◆ TASKS ◆
1. Retype the part of the campground blog post starting at "Those of you with maps" and ending at "at high altitude.", keeping every word unchanged.
2. Count the lines of the listing that contain the string "cluster", and reply with the number alone.

◆ TEXT PROVIDED ◆

Lum’s current project with Blue Earth is Angel Island: The Ellis Island of the West.

Along The Colorado River - Mary’s Lake Campground

Friday, August 7th, 2009

Double rainbow over Mary's Lake Campground, shortly after my arrival. © John Trotter

Double rainbow over Mary’s Lake Campground, shortly after my arrival. © John Trotter

 

Trail Ridge Road, left, through Rocky Mountain National Park, near its highest point. © John Trotter

Trail Ridge Road, left, through Rocky Mountain National Park, near its highest point. © John Trotter

 

Now, where was I in the telling of how I managed to end up on the wrong side of the law?  I can tell you where I am right now, for sure: in my tent at Mary’s Lake Campground, where I ended my day shortly after the angry chatter of a mountain hailstorm against the plastic shell of my helmet and a foreboding fork of lighting just up the road on which I was riding.

Those of you with maps might recognize that I have crossed the Continental Divide today.  Those of you with memories of blog postings long past might recall that I came here on a blustery November day around Thanksgiving with my brother.  But just to prove it’s not always blustery here, I’m going to attach a picture of the rainbow that appeared like a sign, after my arrival here.

And for those interested in the cycling component of this trip, I pedaled through Rocky Mountain National Park on Trail Ridge Road, the highest continuous paved road in the United States, topping out at about 12,183 feet (3, 7153 meters), but easier for me than Berthoud Pass was a week ago, most likely because of my extended stay at high altitude.

◆ EXTRACTED MATERIAL ◆

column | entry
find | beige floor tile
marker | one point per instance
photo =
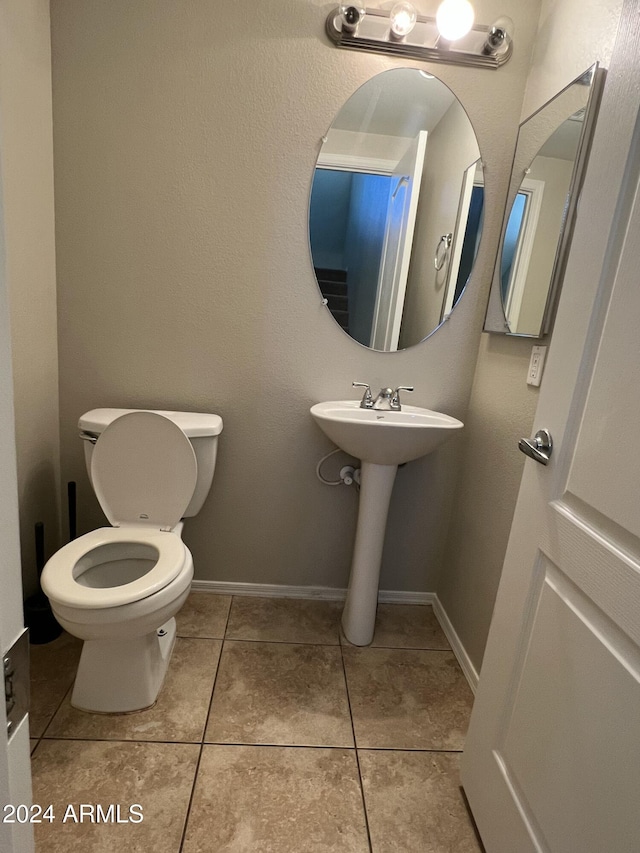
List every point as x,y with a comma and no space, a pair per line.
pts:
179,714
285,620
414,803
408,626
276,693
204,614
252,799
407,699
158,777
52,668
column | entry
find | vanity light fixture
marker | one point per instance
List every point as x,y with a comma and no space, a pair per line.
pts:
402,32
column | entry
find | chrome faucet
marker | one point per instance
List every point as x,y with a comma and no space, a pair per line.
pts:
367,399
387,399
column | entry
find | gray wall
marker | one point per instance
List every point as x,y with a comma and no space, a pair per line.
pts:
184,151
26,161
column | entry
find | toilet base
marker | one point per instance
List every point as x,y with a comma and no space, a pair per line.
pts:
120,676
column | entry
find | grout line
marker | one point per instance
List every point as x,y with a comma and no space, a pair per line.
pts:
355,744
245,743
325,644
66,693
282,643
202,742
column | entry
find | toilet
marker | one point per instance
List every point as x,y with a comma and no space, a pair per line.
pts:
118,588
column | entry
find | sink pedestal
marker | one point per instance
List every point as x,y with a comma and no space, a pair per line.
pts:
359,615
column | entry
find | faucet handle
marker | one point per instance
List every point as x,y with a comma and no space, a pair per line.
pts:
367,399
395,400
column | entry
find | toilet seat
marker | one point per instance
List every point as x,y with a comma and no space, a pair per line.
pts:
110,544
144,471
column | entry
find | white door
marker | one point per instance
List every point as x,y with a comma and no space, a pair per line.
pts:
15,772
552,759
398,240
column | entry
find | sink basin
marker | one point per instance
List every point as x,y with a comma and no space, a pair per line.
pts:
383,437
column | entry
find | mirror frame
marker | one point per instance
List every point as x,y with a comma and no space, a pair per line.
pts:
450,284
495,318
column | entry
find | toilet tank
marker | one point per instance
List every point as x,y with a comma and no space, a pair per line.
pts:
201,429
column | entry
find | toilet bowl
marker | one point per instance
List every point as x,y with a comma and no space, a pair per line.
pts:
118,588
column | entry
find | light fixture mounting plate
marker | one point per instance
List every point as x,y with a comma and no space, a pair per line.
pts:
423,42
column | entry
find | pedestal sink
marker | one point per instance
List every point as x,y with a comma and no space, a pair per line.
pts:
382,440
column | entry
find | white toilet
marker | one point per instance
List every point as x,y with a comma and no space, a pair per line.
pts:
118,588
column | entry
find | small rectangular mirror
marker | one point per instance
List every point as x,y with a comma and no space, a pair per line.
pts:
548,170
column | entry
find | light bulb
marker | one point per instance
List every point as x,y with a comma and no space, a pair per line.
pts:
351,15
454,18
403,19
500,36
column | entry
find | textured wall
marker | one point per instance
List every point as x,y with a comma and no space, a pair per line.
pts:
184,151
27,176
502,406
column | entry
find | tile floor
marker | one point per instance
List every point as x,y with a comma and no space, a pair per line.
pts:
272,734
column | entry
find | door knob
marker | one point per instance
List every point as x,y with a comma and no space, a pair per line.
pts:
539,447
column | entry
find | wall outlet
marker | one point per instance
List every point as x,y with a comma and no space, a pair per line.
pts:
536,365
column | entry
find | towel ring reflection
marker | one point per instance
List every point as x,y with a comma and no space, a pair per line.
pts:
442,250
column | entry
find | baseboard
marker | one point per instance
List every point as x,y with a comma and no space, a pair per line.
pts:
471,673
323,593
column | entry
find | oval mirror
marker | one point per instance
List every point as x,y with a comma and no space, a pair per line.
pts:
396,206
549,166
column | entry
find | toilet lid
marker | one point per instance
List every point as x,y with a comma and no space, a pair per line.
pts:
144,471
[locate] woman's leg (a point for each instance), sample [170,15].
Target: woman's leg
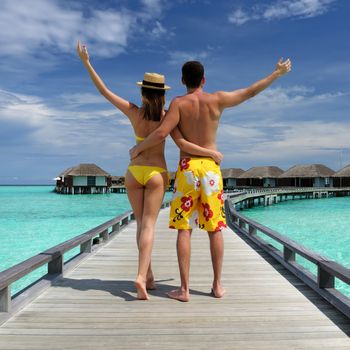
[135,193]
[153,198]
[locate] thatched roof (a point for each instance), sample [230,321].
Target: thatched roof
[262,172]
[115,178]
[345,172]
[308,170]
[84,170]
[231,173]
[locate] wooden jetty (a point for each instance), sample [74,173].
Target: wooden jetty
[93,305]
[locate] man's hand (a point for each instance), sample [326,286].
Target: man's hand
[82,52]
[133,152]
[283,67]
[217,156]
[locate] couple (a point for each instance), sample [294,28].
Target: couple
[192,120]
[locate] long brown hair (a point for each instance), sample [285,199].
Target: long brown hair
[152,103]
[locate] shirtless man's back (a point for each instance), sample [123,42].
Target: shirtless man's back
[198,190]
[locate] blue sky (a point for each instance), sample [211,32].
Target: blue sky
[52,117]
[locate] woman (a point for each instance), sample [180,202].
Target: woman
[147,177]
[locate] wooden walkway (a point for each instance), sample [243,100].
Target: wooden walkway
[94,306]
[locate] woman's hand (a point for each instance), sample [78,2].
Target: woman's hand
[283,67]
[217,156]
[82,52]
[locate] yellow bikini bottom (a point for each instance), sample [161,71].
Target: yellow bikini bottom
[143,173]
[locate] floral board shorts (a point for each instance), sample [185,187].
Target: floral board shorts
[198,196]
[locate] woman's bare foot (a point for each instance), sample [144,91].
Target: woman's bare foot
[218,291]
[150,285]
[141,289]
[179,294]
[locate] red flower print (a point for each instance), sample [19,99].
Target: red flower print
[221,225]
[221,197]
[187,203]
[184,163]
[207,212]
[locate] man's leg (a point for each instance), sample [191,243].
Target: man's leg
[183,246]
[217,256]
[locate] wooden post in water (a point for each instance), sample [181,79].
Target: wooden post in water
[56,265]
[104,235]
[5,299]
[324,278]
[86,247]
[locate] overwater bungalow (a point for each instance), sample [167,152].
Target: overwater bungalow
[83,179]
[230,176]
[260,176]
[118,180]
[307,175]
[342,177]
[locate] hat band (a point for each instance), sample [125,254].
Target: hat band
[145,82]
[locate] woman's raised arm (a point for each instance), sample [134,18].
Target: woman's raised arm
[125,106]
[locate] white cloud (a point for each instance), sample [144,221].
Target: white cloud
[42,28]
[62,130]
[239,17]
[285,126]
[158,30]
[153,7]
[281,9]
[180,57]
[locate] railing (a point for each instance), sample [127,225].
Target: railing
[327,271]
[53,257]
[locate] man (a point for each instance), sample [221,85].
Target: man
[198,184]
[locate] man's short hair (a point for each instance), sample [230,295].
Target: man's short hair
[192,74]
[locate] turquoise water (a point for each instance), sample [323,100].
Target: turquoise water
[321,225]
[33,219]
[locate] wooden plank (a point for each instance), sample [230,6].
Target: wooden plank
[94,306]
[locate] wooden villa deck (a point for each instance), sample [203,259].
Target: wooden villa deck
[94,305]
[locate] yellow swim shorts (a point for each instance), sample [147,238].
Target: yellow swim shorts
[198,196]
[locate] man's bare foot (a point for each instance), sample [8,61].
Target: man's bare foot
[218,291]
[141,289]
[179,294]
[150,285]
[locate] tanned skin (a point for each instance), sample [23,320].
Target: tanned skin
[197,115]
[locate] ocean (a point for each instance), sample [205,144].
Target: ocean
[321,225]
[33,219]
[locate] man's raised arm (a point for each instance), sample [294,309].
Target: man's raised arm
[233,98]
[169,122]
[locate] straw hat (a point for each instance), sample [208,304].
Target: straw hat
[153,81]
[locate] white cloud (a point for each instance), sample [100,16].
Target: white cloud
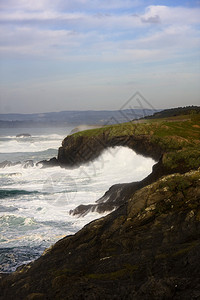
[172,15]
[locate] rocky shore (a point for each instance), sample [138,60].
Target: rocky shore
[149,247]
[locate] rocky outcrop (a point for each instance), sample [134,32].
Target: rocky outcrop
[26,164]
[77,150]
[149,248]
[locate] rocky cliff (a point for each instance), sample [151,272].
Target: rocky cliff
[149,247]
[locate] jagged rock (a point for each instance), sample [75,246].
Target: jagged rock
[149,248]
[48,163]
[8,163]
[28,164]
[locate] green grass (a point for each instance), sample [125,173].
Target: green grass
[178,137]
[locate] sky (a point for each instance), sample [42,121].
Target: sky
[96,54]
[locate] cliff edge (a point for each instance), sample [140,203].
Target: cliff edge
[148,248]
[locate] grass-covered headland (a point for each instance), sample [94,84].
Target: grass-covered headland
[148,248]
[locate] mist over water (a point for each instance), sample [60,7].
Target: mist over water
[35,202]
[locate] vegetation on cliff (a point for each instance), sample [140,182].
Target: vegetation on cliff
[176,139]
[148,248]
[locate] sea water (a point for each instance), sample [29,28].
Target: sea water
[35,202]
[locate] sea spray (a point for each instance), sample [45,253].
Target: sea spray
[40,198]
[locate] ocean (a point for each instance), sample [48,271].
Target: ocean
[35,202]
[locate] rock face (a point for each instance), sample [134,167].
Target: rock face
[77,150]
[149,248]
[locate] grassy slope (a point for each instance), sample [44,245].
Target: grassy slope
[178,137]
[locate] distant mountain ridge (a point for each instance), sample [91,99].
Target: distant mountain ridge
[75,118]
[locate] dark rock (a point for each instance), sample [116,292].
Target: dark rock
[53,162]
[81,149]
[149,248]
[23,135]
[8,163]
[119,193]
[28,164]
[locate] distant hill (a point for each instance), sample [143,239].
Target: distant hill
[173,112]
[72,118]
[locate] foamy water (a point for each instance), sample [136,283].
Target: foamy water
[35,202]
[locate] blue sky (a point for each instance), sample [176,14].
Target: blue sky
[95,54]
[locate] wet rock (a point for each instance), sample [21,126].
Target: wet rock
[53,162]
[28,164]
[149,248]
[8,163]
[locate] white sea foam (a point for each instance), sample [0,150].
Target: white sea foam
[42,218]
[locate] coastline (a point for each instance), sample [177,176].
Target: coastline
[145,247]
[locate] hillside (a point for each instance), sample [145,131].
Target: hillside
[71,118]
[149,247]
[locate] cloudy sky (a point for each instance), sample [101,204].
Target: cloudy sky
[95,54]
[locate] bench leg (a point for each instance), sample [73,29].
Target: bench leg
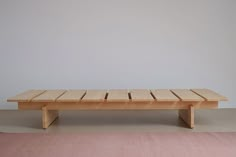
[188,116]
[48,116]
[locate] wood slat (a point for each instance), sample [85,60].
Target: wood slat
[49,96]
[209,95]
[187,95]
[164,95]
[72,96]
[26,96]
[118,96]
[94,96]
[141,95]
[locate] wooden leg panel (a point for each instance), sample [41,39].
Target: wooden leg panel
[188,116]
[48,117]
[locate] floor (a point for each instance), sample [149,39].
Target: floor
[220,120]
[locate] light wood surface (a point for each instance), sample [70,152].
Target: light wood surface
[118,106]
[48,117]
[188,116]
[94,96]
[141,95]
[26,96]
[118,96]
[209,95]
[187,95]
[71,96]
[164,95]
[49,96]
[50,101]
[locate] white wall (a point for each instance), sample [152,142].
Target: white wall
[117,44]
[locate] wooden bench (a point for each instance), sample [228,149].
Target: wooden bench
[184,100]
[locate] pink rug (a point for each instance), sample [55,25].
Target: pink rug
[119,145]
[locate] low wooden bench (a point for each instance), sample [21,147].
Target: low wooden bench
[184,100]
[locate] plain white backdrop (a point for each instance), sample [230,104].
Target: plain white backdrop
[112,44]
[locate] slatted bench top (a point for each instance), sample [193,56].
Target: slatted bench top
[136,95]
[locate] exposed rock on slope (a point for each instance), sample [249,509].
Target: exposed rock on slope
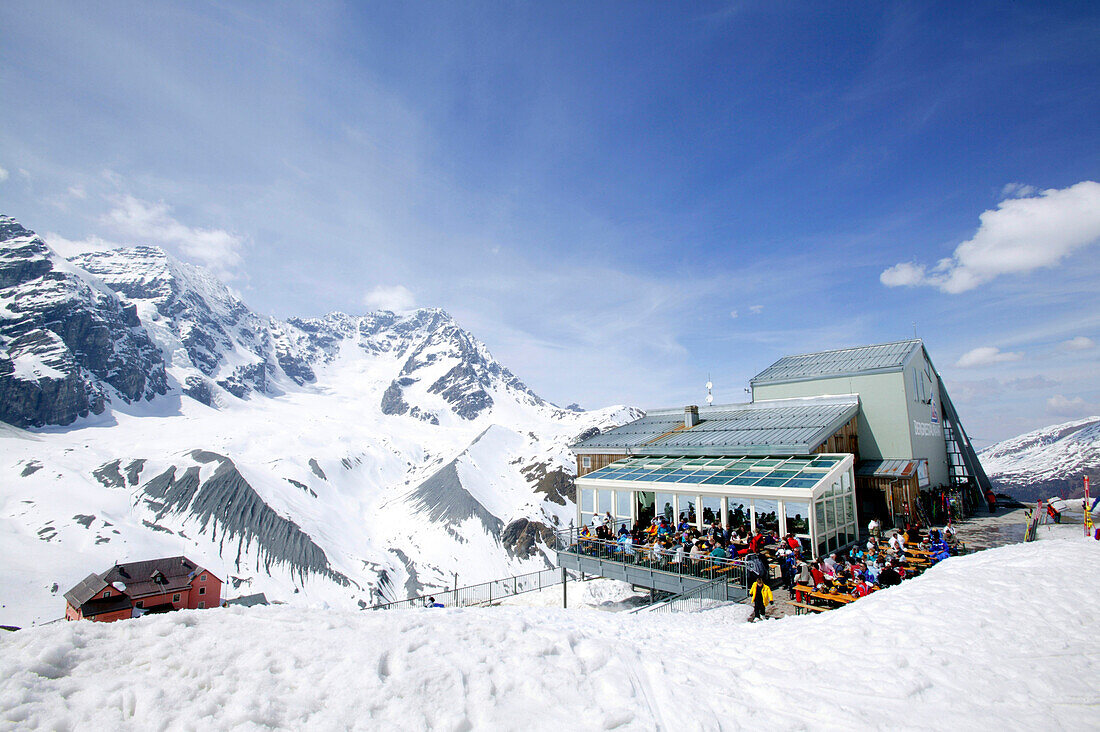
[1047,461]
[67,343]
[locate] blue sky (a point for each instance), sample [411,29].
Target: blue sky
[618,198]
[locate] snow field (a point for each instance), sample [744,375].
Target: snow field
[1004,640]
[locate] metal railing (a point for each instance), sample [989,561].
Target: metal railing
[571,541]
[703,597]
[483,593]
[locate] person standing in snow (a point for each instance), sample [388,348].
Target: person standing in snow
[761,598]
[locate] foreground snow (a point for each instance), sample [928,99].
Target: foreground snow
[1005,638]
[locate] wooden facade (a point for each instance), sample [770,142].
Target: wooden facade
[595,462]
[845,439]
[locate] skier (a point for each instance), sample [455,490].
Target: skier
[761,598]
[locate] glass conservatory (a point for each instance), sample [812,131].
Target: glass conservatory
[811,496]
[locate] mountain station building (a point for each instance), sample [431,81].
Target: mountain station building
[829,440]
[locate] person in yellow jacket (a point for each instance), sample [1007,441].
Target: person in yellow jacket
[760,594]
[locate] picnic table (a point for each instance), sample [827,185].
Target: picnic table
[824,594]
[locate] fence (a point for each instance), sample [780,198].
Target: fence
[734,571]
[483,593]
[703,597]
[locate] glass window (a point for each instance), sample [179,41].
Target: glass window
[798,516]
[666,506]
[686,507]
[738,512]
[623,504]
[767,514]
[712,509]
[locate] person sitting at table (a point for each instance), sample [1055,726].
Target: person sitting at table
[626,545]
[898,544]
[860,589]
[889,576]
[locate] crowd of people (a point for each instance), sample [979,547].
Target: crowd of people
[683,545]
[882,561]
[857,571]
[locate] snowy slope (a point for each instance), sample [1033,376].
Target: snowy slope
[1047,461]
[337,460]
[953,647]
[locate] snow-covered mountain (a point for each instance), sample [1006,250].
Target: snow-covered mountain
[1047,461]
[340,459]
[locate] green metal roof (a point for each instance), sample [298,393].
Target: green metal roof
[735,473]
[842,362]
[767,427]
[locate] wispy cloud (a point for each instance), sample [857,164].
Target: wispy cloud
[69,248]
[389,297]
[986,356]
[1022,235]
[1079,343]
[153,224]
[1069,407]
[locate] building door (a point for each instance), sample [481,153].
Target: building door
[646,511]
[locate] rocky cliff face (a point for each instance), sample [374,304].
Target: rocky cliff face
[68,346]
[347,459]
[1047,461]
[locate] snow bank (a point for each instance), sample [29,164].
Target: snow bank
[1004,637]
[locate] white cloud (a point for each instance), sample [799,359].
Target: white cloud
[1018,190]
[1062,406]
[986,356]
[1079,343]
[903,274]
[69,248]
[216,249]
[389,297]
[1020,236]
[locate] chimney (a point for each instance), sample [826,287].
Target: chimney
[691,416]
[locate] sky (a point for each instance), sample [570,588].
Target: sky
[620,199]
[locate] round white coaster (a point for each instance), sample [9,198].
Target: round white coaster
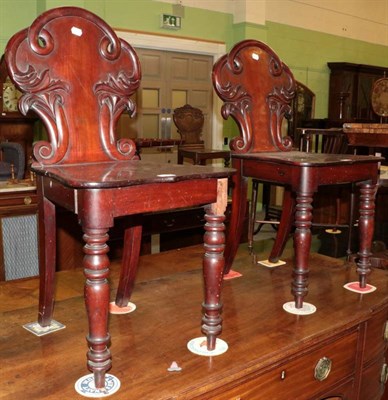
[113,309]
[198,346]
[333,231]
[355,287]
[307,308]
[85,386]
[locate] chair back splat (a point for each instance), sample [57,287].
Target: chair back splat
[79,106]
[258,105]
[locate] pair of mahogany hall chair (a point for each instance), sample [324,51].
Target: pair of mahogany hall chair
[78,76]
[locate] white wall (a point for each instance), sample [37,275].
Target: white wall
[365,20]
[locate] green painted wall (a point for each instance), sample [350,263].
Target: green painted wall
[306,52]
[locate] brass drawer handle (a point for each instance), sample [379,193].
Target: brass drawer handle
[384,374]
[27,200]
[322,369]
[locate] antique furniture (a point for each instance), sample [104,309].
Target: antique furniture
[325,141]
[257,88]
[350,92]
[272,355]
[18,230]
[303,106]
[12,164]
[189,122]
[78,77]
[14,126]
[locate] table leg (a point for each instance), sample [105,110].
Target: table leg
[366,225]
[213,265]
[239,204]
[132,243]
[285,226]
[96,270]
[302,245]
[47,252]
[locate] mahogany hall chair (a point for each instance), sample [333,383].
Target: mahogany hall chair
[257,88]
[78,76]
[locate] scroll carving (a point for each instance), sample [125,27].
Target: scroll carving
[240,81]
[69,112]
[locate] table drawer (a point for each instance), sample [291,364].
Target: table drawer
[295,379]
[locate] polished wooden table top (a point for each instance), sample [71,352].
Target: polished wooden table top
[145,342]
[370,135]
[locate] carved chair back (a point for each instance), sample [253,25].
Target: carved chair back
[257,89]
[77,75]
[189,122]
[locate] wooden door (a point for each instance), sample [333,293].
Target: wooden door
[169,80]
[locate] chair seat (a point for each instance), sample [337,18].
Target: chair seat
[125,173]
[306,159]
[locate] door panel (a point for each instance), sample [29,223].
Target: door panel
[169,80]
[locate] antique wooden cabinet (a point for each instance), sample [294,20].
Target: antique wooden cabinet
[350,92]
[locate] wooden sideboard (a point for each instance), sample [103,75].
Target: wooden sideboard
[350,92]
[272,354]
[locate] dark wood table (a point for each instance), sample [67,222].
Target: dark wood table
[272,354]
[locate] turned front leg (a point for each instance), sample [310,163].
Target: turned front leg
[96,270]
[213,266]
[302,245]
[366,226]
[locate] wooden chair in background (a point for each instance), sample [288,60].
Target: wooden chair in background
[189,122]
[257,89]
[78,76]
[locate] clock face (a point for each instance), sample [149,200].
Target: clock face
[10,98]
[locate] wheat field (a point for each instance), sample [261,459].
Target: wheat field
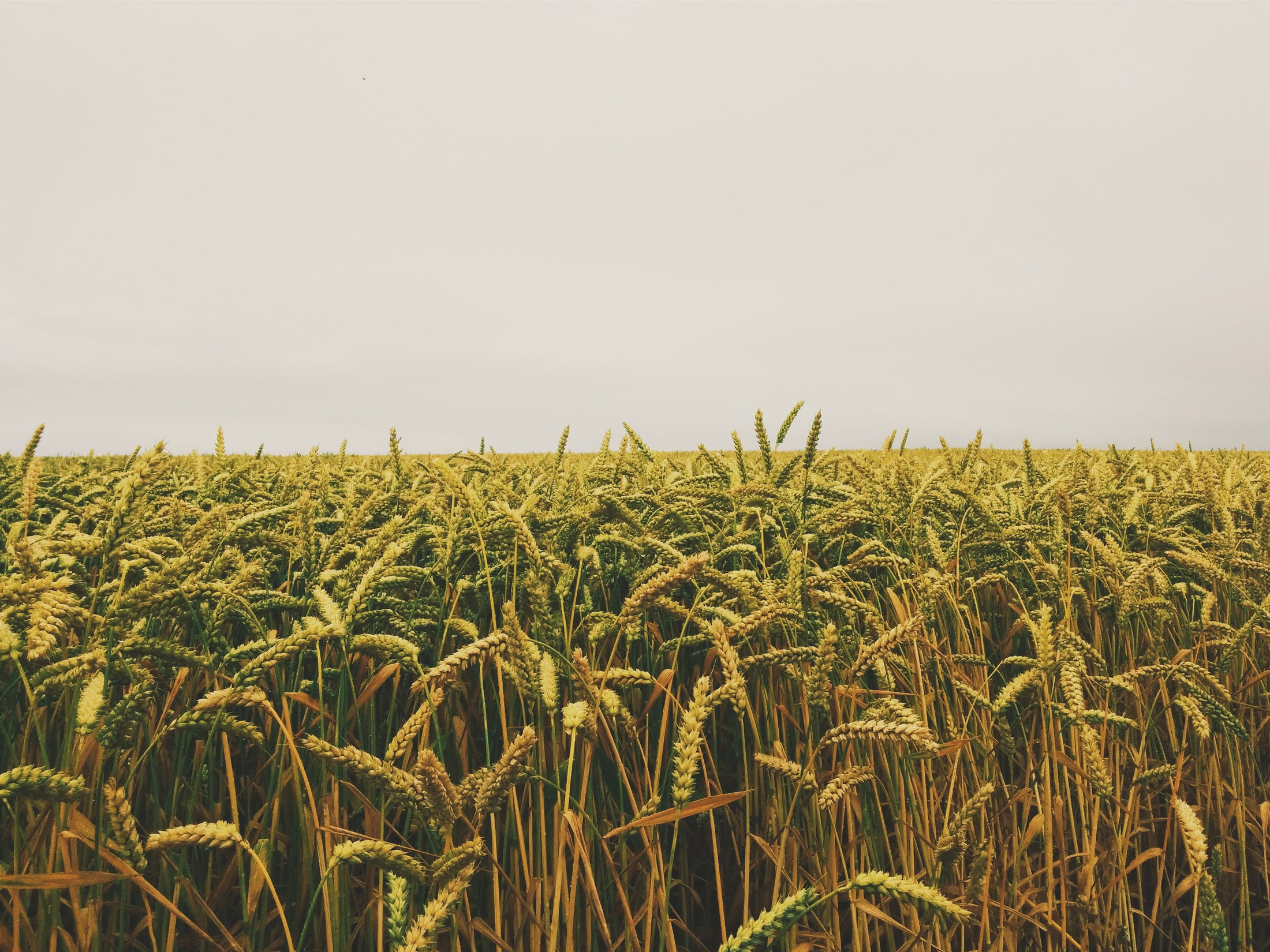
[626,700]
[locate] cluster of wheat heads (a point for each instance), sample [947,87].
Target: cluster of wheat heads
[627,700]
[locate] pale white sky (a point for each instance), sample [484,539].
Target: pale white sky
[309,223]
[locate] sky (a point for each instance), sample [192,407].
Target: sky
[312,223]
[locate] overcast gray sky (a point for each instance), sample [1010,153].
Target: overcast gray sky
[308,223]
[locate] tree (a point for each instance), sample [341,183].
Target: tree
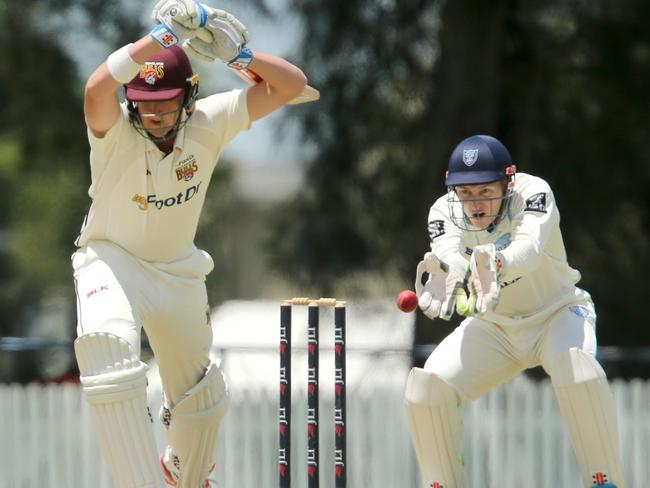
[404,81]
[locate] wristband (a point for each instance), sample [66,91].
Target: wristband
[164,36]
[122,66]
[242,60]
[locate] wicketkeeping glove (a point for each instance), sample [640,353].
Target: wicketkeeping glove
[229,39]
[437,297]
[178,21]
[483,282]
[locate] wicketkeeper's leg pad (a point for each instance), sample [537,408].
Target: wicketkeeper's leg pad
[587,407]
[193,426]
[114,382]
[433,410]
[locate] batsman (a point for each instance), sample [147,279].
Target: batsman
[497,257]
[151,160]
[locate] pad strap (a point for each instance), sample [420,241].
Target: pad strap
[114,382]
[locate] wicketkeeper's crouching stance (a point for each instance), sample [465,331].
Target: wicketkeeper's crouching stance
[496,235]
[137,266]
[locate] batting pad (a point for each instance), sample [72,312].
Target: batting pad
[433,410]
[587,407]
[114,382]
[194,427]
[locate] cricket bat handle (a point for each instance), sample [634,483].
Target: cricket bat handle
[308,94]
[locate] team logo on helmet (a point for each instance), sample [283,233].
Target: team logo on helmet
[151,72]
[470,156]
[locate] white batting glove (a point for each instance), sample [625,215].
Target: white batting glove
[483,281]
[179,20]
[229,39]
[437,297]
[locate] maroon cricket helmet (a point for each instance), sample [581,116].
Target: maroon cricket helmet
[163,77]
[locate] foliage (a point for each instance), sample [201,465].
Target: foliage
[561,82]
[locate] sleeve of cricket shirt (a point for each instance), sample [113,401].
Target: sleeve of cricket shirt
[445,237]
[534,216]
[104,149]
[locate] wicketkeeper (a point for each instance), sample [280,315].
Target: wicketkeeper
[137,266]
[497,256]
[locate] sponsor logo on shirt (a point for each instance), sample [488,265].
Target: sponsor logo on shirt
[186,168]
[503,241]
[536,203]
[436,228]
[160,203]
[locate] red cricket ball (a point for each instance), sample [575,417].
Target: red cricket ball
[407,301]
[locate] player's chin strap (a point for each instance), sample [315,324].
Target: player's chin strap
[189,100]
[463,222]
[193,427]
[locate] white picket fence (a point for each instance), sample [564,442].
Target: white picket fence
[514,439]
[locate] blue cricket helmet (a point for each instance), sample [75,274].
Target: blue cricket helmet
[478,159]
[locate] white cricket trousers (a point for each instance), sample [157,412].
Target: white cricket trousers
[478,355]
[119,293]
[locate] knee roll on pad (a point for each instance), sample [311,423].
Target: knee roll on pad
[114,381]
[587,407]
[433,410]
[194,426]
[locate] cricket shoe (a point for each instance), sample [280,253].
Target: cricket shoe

◆ TASK-BY-TASK OUTPUTS ◆
1.
Those of you with maps might recognize that I have crossed the Continental Divide today.  Those of you with memories of blog postings long past might recall that I came here on a blustery November day around Thanksgiving with my brother.  But just to prove it’s not always blustery here, I’m going to attach a picture of the rainbow that appeared like a sign, after my arrival here.

And for those interested in the cycling component of this trip, I pedaled through Rocky Mountain National Park on Trail Ridge Road, the highest continuous paved road in the United States, topping out at about 12,183 feet (3, 7153 meters), but easier for me than Berthoud Pass was a week ago, most likely because of my extended stay at high altitude.

2. 2